Requisitos del problema
¿Puedes copiar todas las líneas siguientes sin cambiar nada?

----- Material proporcionado

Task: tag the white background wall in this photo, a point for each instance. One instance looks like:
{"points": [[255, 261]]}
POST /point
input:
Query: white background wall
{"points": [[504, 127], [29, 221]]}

----------

Solución del ejercicio
Task: tag the white background wall in this photo, a point for each instance. One instance looks like:
{"points": [[255, 261]]}
POST /point
input:
Query: white background wall
{"points": [[504, 127], [29, 221]]}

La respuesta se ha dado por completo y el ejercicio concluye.